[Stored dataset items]
**********

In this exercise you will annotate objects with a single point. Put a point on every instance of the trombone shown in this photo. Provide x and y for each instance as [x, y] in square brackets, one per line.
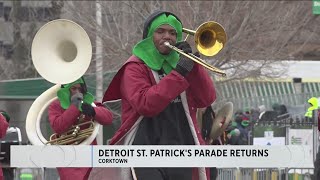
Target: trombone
[210, 38]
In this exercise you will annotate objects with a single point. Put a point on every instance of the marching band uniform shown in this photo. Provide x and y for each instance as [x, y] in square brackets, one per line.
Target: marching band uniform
[63, 114]
[160, 104]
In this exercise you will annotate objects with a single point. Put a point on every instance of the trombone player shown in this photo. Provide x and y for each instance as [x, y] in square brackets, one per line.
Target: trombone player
[73, 101]
[155, 84]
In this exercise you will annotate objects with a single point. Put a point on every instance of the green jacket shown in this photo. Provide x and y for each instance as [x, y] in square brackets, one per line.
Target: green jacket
[314, 105]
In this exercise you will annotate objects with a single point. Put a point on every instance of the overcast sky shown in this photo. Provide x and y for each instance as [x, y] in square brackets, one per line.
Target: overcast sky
[304, 69]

**********

* [What is expected] The expected output is every entry, retyped exactly, with all pictures removed.

* [Answer to the exercise]
In this exercise you will annotate objects with a single point. Put a point on every instance of the trombone shown in this photo. Provide x and y for each instance as [x, y] in square brackets, one per line.
Target: trombone
[210, 38]
In this exercise you will annotate objects with a single point. Put a point on every instance of the marching band uniform shown in this photo. Provide x and y for each instance as [x, y] in square brackets, one per line.
Target: marching band uniform
[63, 114]
[160, 104]
In this exercise you will annotate objects with a single point. Put a point on every instance of the trombone player shown in this photo. Provide x and y for each instance as [x, y] in square brackets, one per line.
Target: trombone player
[73, 101]
[155, 84]
In this exercise you will annotate objects with a single point. Put a point on every instance of the green jacket shown in this photo. Provide x and y for each instance as [x, y] in square brackets, one per line.
Target: green jacket
[314, 105]
In this exercise you will annotate objects with a single point. Put a point on every instance of the overcast sky shown in this photo. Provide x and y for each instance as [x, y] in square brackets, one per line.
Target: overcast sky
[304, 69]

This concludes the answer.